Records:
---+---

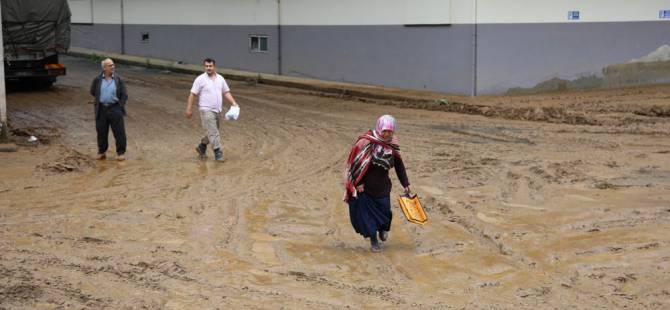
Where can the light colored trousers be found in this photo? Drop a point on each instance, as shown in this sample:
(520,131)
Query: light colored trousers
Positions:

---+---

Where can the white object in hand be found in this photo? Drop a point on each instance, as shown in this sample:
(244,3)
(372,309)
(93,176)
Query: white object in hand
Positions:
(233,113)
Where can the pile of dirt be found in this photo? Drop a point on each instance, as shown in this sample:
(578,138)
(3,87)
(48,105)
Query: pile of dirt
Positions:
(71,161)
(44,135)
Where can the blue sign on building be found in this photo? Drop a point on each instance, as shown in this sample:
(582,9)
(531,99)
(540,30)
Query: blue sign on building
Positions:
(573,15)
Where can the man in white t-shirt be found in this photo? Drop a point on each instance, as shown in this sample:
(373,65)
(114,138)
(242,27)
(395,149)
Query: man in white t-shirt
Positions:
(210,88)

---+---

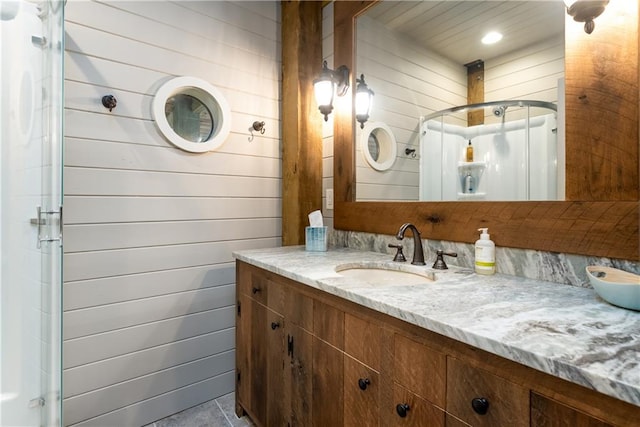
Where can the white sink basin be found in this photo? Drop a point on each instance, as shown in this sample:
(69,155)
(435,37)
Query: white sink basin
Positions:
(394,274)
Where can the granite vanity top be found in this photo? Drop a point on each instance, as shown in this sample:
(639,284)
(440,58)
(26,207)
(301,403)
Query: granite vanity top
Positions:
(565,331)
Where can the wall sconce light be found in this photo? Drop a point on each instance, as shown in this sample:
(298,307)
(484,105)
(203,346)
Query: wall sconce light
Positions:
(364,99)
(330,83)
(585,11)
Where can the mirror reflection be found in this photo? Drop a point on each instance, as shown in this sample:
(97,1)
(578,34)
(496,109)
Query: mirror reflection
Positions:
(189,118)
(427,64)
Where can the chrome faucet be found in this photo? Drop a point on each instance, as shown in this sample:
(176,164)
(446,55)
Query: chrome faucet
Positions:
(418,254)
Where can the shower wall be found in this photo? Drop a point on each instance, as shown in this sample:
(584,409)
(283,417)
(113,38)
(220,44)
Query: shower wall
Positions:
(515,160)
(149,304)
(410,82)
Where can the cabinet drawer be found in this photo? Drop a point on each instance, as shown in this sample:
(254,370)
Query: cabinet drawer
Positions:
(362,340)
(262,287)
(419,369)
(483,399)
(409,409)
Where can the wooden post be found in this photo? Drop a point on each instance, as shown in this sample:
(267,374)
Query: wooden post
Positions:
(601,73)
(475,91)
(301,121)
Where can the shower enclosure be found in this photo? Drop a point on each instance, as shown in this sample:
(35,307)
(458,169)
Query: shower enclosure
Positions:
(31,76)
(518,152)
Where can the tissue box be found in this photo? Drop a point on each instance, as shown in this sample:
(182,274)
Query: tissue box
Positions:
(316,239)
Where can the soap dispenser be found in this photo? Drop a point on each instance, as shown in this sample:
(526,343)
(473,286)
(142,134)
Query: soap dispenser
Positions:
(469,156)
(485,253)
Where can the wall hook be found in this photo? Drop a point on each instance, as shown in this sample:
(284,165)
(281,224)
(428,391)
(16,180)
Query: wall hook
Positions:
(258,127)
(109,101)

---+---

Count the lines above that contain the word "sconce" and give only the number.

Exercise output:
2